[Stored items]
Start of Block
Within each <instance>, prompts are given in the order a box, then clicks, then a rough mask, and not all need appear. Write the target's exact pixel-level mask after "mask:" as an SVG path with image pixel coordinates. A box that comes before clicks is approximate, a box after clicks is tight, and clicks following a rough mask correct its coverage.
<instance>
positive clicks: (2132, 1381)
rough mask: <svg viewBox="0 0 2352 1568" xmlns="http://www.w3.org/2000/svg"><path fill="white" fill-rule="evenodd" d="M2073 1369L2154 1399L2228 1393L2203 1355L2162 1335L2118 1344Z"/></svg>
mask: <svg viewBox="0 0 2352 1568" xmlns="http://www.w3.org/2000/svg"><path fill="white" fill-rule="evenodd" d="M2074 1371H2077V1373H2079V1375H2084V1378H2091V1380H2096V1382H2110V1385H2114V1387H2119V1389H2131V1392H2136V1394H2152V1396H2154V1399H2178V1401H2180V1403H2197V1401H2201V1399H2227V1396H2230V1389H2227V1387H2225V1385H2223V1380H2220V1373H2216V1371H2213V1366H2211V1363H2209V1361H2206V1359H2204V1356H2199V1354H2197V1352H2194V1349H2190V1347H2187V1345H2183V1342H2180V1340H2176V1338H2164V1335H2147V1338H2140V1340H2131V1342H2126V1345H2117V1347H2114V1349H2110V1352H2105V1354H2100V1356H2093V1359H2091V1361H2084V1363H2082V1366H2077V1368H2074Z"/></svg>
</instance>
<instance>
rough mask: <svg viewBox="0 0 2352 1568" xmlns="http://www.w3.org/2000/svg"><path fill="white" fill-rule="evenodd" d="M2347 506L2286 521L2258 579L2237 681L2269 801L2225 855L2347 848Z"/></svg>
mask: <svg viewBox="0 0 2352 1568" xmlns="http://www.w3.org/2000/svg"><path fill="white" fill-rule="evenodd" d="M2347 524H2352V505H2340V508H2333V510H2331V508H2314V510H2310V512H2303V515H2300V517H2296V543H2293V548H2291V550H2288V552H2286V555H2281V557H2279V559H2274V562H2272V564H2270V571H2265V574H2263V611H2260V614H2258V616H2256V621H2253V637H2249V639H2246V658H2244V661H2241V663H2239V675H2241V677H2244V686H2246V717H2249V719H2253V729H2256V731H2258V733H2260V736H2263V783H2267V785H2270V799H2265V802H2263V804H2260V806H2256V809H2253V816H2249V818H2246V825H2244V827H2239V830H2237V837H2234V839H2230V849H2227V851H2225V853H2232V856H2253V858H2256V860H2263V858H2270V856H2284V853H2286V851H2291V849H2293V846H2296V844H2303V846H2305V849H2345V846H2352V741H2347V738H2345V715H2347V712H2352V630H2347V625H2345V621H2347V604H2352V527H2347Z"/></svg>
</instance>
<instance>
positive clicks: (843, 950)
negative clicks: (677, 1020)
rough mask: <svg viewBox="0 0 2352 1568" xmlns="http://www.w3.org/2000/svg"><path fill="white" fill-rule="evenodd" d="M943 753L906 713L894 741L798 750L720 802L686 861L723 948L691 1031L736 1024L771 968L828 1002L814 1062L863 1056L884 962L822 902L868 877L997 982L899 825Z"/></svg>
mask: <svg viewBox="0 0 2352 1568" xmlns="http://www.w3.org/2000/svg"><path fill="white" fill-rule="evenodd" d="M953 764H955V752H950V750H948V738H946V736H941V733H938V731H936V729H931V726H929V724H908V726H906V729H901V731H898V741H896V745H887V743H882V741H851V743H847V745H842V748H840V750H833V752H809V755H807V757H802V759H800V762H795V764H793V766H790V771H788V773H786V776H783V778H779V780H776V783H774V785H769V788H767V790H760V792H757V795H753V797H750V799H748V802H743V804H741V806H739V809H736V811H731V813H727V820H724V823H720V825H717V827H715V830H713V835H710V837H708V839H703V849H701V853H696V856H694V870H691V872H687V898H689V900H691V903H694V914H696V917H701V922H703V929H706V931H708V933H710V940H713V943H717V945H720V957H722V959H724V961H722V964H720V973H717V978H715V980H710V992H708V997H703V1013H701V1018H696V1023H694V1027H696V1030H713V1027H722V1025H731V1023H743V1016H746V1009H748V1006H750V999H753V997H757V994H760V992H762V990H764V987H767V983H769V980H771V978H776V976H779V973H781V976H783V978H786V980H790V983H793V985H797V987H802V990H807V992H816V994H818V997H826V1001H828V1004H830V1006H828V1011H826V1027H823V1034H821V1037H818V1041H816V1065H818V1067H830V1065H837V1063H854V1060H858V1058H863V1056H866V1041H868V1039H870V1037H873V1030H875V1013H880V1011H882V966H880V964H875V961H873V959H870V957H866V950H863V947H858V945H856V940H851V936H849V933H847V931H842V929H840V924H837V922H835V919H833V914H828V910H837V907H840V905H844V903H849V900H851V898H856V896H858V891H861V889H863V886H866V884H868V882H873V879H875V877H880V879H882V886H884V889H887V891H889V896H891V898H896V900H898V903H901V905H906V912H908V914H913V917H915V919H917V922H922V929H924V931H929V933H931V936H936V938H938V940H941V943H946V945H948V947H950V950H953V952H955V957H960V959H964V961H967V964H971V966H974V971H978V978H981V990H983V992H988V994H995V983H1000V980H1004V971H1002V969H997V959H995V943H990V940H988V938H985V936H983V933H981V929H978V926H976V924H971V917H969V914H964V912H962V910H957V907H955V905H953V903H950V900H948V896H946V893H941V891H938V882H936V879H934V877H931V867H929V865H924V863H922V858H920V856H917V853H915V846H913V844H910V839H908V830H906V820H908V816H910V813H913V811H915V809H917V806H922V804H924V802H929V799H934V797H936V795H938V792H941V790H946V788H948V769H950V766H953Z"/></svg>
End of Block
= Assignment =
Precisely reproduce the lines of the entries, beginning at the first and ending at the one containing "positive clicks: (2132, 1381)". Add nothing.

= Exercise solution =
Within each <instance>, prompts are given in the order a box, then clicks, then a rough mask, and not all need appear. Write the target's exact pixel-level mask after "mask:" as an SVG path with image pixel coordinates. A box that comes before clicks is approximate, a box after clicks is tight, and clicks following a rough mask correct its coverage.
<instance>
positive clicks: (2132, 1381)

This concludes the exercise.